▶ **MATERIALS PROVIDED**:
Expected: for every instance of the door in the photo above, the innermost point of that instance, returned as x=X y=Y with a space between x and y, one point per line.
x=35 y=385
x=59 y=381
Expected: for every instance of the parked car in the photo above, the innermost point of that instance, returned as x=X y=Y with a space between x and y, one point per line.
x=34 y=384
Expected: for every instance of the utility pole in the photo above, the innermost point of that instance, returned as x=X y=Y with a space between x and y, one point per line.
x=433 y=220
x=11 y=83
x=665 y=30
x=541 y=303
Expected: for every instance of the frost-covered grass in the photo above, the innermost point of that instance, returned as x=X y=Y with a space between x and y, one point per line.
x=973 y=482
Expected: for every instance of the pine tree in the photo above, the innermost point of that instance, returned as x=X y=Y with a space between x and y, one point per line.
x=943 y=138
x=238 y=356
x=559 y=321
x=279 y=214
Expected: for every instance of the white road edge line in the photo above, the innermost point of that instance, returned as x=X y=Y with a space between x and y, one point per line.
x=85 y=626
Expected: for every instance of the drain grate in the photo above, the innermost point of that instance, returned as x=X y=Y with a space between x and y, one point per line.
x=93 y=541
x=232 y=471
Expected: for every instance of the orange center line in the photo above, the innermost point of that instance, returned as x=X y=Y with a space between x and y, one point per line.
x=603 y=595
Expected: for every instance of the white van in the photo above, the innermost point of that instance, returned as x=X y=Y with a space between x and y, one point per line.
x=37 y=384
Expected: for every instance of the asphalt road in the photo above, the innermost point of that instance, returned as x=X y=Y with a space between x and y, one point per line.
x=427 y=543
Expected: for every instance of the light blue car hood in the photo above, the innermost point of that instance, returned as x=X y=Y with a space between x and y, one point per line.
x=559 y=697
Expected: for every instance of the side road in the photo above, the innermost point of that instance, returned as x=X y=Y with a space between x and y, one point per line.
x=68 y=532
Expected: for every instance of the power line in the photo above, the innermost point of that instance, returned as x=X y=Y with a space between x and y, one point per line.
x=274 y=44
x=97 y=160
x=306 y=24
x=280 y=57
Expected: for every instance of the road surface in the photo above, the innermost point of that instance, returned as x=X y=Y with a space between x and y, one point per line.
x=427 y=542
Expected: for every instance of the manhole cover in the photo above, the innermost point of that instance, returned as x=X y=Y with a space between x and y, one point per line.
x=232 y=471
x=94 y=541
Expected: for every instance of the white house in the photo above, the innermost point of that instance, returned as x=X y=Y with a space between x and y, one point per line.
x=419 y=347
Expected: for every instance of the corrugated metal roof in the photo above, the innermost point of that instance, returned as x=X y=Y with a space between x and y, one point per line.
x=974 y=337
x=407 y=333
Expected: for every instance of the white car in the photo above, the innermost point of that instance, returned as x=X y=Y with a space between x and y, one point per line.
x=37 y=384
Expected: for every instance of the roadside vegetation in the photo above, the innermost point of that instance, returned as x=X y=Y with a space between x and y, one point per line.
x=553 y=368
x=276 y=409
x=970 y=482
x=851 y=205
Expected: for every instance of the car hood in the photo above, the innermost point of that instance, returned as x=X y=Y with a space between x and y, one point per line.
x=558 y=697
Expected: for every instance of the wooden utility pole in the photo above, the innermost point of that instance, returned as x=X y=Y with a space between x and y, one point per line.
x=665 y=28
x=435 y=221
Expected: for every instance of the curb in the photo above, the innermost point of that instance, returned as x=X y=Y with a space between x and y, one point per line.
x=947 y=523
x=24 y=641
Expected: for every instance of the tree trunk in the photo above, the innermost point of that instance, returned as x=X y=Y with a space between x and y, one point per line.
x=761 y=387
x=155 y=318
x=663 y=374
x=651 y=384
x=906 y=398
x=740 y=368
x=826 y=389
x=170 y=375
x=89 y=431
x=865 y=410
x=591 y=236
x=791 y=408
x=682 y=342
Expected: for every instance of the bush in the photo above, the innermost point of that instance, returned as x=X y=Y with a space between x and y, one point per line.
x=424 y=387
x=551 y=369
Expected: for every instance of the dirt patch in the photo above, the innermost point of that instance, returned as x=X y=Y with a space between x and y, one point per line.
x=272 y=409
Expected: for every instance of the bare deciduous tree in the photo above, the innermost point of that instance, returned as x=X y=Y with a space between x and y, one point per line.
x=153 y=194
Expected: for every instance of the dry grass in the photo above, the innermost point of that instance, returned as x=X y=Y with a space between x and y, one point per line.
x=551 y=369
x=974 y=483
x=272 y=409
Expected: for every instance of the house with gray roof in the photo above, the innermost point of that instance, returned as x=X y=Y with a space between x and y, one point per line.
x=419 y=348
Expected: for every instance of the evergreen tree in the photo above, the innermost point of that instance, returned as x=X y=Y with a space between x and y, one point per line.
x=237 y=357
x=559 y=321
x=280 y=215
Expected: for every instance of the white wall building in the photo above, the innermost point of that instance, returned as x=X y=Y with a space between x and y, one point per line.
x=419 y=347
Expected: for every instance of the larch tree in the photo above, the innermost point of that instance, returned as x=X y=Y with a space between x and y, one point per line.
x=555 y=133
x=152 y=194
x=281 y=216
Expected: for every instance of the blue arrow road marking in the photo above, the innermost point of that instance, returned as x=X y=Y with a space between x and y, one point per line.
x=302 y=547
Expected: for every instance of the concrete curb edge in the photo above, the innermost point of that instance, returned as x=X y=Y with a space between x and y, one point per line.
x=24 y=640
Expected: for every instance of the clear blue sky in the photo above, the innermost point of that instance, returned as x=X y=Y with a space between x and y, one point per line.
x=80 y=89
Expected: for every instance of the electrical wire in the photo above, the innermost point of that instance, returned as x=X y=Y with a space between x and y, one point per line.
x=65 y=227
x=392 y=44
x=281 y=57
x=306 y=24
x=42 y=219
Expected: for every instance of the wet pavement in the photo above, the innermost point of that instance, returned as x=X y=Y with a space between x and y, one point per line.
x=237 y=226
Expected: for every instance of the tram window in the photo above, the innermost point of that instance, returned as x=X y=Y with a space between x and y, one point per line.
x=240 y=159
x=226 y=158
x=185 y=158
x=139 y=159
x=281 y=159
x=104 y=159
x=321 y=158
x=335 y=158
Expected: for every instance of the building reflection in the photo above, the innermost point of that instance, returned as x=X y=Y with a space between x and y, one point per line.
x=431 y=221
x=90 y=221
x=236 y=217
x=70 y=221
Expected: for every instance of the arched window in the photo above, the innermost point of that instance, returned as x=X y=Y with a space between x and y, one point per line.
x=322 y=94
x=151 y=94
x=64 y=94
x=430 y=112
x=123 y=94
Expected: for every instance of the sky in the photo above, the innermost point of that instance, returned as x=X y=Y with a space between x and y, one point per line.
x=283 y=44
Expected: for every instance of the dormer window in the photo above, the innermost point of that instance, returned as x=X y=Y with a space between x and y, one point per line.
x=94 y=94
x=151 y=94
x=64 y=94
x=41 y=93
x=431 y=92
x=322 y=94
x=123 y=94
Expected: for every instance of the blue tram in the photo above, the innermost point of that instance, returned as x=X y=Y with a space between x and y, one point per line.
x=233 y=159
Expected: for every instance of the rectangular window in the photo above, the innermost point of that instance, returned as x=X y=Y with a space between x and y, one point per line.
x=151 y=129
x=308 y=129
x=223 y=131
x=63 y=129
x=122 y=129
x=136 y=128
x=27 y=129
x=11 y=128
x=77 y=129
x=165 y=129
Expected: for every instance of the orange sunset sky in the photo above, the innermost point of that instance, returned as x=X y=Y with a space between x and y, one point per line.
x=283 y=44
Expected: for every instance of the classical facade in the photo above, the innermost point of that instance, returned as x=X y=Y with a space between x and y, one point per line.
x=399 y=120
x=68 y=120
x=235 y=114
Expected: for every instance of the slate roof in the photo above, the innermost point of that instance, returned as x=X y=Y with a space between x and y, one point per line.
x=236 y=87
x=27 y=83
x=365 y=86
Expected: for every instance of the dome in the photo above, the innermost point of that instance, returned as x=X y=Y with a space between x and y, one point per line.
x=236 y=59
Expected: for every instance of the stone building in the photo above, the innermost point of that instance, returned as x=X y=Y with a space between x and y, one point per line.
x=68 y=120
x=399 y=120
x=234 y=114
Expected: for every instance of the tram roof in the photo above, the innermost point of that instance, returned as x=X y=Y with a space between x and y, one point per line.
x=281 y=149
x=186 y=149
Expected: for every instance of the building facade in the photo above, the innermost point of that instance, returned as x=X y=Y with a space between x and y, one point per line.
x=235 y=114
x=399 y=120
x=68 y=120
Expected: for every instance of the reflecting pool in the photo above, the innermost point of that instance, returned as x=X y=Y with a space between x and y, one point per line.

▶ **YOUR GOAL**: Please copy out the records, starting at the line that has "Expected: for every instance of the white house" and stopping after the line that has "x=682 y=342". Substitute "center point" for "innermost point" throughout, and return only that stretch with nothing else changed.

▶ **EXERCISE RESPONSE**:
Expected: for every instance of the white house in the photo above, the center point of that instance, returned as x=X y=Y with a space between x and y, one point per line.
x=419 y=347
Expected: for every instance of the corrugated metal roof in the photo above, the center point of that instance, returned as x=X y=Y with a space between x and y, one point per line.
x=974 y=337
x=407 y=333
Expected: for every instance of the white car in the photo above, the center point of that instance, returned as x=X y=Y with a space between x and y, one point per line.
x=37 y=384
Expected: for every instance of the roadside vegetation in the photo above, the center point of that instance, returned as x=X y=Y with a space between x and y, one point per line.
x=553 y=368
x=276 y=409
x=970 y=482
x=851 y=205
Expected: for every instance of the car hood in the photo above, the center point of that instance, returned as x=X y=Y with a space between x and y, one point per line.
x=558 y=697
Expected: for every instance of the wooden utility pole in the photo above, the center point of that instance, returned as x=X y=Y with a space between x and y, one point per line.
x=665 y=28
x=435 y=221
Expected: for every instance of the curb in the photo above, the center point of that instance, returned as x=X y=Y with a space between x and y, one point per line.
x=947 y=523
x=24 y=641
Expected: for every instance of the tree trunk in the photo above, the center point of that instance, returned as x=X y=Y with a space between x and y, one point per line.
x=761 y=387
x=155 y=318
x=663 y=374
x=651 y=384
x=906 y=398
x=740 y=368
x=826 y=389
x=170 y=375
x=89 y=431
x=865 y=410
x=591 y=236
x=791 y=408
x=682 y=342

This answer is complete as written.